Aim: Please render each line of the material below as a Markdown table with the columns Row and Line, numbering the rows and leaving out blank lines. Omit the pictures.

Task inputs:

= = = = = = =

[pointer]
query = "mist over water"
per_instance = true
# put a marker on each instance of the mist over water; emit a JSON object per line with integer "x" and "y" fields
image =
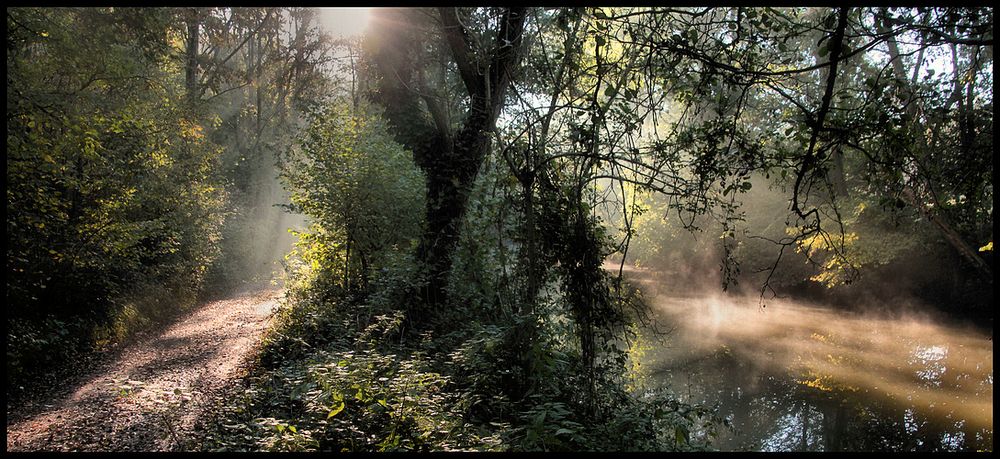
{"x": 795, "y": 376}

= = = = = = =

Complete response:
| Row | Line |
|---|---|
| 1 | [pointer] |
| 2 | query = "mist over water" |
| 3 | per_instance = true |
| 4 | # put a marker on each instance of the mist over water; emit a JSON object per line with integer "x" and "y" fields |
| 5 | image = |
| 6 | {"x": 795, "y": 376} |